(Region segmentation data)
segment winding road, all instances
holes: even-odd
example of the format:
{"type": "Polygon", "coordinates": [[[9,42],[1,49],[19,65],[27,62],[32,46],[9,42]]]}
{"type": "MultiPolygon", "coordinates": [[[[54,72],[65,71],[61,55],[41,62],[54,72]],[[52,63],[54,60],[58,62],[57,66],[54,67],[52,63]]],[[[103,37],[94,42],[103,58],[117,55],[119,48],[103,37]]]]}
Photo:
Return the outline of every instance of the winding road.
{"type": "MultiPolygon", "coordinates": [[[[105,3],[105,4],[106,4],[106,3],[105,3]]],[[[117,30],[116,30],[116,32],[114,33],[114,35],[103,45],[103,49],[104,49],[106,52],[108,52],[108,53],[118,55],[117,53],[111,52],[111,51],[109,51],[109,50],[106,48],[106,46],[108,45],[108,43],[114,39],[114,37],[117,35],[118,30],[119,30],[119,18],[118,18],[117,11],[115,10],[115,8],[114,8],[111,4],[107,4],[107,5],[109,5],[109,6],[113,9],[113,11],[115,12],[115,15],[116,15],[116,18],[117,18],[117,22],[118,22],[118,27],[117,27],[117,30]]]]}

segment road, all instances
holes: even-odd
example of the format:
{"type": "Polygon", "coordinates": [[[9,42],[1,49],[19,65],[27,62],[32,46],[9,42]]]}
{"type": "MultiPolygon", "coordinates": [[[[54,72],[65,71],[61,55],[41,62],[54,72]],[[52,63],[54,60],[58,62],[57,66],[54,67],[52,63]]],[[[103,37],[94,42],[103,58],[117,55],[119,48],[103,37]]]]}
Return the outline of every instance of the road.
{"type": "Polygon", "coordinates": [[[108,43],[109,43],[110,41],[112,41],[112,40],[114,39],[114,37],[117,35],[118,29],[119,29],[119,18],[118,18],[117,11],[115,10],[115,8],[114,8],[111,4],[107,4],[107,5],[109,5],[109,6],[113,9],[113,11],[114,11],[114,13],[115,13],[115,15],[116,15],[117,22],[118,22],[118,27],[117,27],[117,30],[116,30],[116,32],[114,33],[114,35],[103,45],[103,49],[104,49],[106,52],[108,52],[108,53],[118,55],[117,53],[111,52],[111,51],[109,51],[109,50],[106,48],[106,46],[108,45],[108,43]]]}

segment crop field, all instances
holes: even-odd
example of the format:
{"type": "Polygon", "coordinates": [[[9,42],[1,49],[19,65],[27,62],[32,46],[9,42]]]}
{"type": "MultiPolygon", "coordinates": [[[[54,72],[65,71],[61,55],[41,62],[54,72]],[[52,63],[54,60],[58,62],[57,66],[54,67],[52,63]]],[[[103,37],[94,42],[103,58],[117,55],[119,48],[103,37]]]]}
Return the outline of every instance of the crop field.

THE PROBLEM: Recast the lines above as a JSON list of strings, one string per line, leaving out blank lines.

FINISHED EXERCISE:
[
  "segment winding road, all instances",
  "holes: even-odd",
  "example of the format:",
  "{\"type\": \"Polygon\", \"coordinates\": [[[9,42],[1,49],[19,65],[27,62],[32,46],[9,42]]]}",
  "{\"type\": \"MultiPolygon\", \"coordinates\": [[[[54,72],[65,71],[61,55],[41,62],[54,72]],[[52,63],[54,60],[58,62],[57,66],[54,67],[52,63]]],[[[103,37],[94,42],[103,58],[117,55],[119,48],[103,37]]]]}",
  "Photo:",
  "Return the outline of every instance of the winding road.",
  "{\"type\": \"MultiPolygon\", \"coordinates\": [[[[105,3],[105,4],[106,4],[106,3],[105,3]]],[[[117,30],[116,30],[116,32],[114,33],[114,35],[103,45],[103,49],[104,49],[106,52],[108,52],[108,53],[118,55],[117,53],[111,52],[111,51],[109,51],[109,50],[106,48],[106,46],[108,45],[108,43],[114,39],[114,37],[117,35],[118,30],[119,30],[119,18],[118,18],[117,11],[115,10],[115,8],[114,8],[111,4],[107,4],[107,5],[109,5],[109,6],[113,9],[113,11],[115,12],[115,15],[116,15],[116,18],[117,18],[117,22],[118,22],[118,27],[117,27],[117,30]]]]}",
  "segment road, all instances",
  "holes: even-odd",
  "example of the format:",
  "{\"type\": \"Polygon\", \"coordinates\": [[[9,42],[1,49],[19,65],[27,62],[32,46],[9,42]]]}",
  "{\"type\": \"MultiPolygon\", \"coordinates\": [[[[54,72],[65,71],[61,55],[41,62],[54,72]],[[52,63],[54,60],[58,62],[57,66],[54,67],[52,63]]],[[[103,37],[94,42],[103,58],[117,55],[119,48],[103,37]]]]}",
  "Return the outline of every instance of the road.",
  "{\"type\": \"Polygon\", \"coordinates\": [[[108,43],[109,43],[110,41],[112,41],[112,40],[114,39],[114,37],[117,35],[118,29],[119,29],[119,18],[118,18],[117,11],[115,10],[115,8],[114,8],[111,4],[107,4],[107,5],[109,5],[109,6],[113,9],[113,11],[114,11],[114,13],[115,13],[115,15],[116,15],[117,22],[118,22],[118,27],[117,27],[117,30],[116,30],[116,32],[114,33],[114,35],[103,45],[103,49],[104,49],[106,52],[108,52],[108,53],[118,55],[117,53],[111,52],[111,51],[109,51],[109,50],[106,48],[106,46],[108,45],[108,43]]]}",
  "segment crop field, all instances",
  "holes: even-odd",
  "example of the format:",
  "{\"type\": \"Polygon\", \"coordinates\": [[[9,42],[1,49],[19,65],[27,62],[32,46],[9,42]]]}",
  "{\"type\": \"MultiPolygon\", \"coordinates\": [[[[54,72],[65,71],[61,55],[41,62],[54,72]],[[52,63],[54,60],[58,62],[57,66],[54,67],[52,63]]],[[[103,37],[94,42],[103,58],[117,55],[119,48],[103,37]]]]}",
  "Return the outline of every instance of the crop field."
]